Travail à faire:
- a) Les affirmations suivantes concordent-elles avec le texte sur le fédéralisme fiscal ? Répondez à chacune par oui ou par non, en citant mot pour mot les termes décisifs. (i) Dans le Latium, le même taux additionnel s'applique à tous les revenus. (ii) En Vénétie, le taux additionnel s'élève à 1,4 %. (iii) Au Piémont, les taux additionnels varient de manière progressive.
- b) Recopiez fidèlement le passage du texte sur le fédéralisme fiscal qui va de « par Domenico Moro, économiste » jusqu'à « sur la consommation. ».

Texte proposé:
Qui paiera le fédéralisme fiscal?
par Domenico Moro, économiste du PdCI (Parti des communistes italiens)
Traduction AC pour http://solidarite-internationale-pcf.over-blog.net/
Le problème de la pression fiscale se fait sentir lourdement dans notre pays, surtout par le poids excessif de la fiscalité sur les épaules des travailleurs salariés, notamment ceux aux revenus les plus faibles. Les interventions récentes ont mené à une réduction du nombre d'échelons de l'Impôt sur le revenu national, à l'introduction d'Impôts sur le revenu régionaux additionnels, et à l'augmentation de la fiscalité indirecte, c'est-à-dire sur la consommation.
La réduction à cinq des échelons de l'Impôt sur le revenu a limité la progressivité des impôts directs, sur les revenus, qui pèse sur les travailleurs salariés. Par ailleurs, les Impôts sur le revenu régionaux additionnels, contrairement à celui national, ne respectent en rien le critère de progressivité. Par exemple, dans le Latium, le taux d'imposition additionnel est de 1,4% pour tous les revenus. C'est également le cas en Vénétie, mais elle est de 0,9%. Au Piémont, en revanche, il existe trois taux d'imposition mais qui toutefois fluctuent de manière non-progressive. Par exemple, ceux qui ont un revenu inférieur à 15 000 euros paient 0,9% en plus; le taux passe à 1,3% pour ceux qui ont un revenu dépassant les 15 000 euros et à 1,4% pour ceux au-delà de 22 000 euros; mais toujours sur l'ensemble du revenu imposable et non, comme cela se produit au niveau national, seulement sur la partie du revenu supérieure à celle de l'échelon précédent. Le tableau des impôts additionnels est en un mot une véritable jungle, où chaque région adopte ses propres critères, en augmentant la confusion – aussi à cause de l'éventail complexe des déductions (au nombre de 18), niches fiscales (39) et exonérations fiscales (46) – et la disparité de traitement entre citoyens-contribuables le long de la botte.

Matériel recueilli:

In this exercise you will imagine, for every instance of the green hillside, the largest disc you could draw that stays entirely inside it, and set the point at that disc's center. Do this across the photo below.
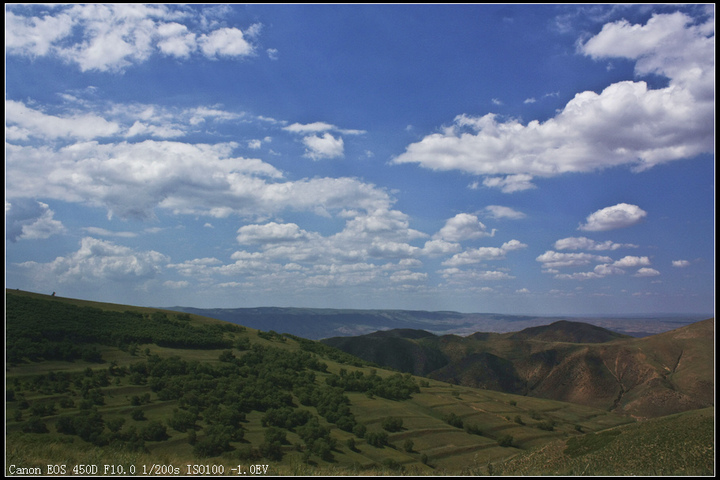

Corrigé détaillé:
- a)
(i) Oui : « dans le Latium, le taux d'imposition additionnel est de 1,4% pour tous les revenus ».
(ii) Non : « C'est également le cas en Vénétie, mais elle est de 0,9% ».
(iii) Non : « il existe trois taux d'imposition mais qui toutefois fluctuent de manière non-progressive ».

- b)
par Domenico Moro, économiste du PdCI (Parti des communistes italiens)
Traduction AC pour http://solidarite-internationale-pcf.over-blog.net/
Le problème de la pression fiscale se fait sentir lourdement dans notre pays, surtout par le poids excessif de la fiscalité sur les épaules des travailleurs salariés, notamment ceux aux revenus les plus faibles. Les interventions récentes ont mené à une réduction du nombre d'échelons de l'Impôt sur le revenu national, à l'introduction d'Impôts sur le revenu régionaux additionnels, et à l'augmentation de la fiscalité indirecte, c'est-à-dire sur la consommation.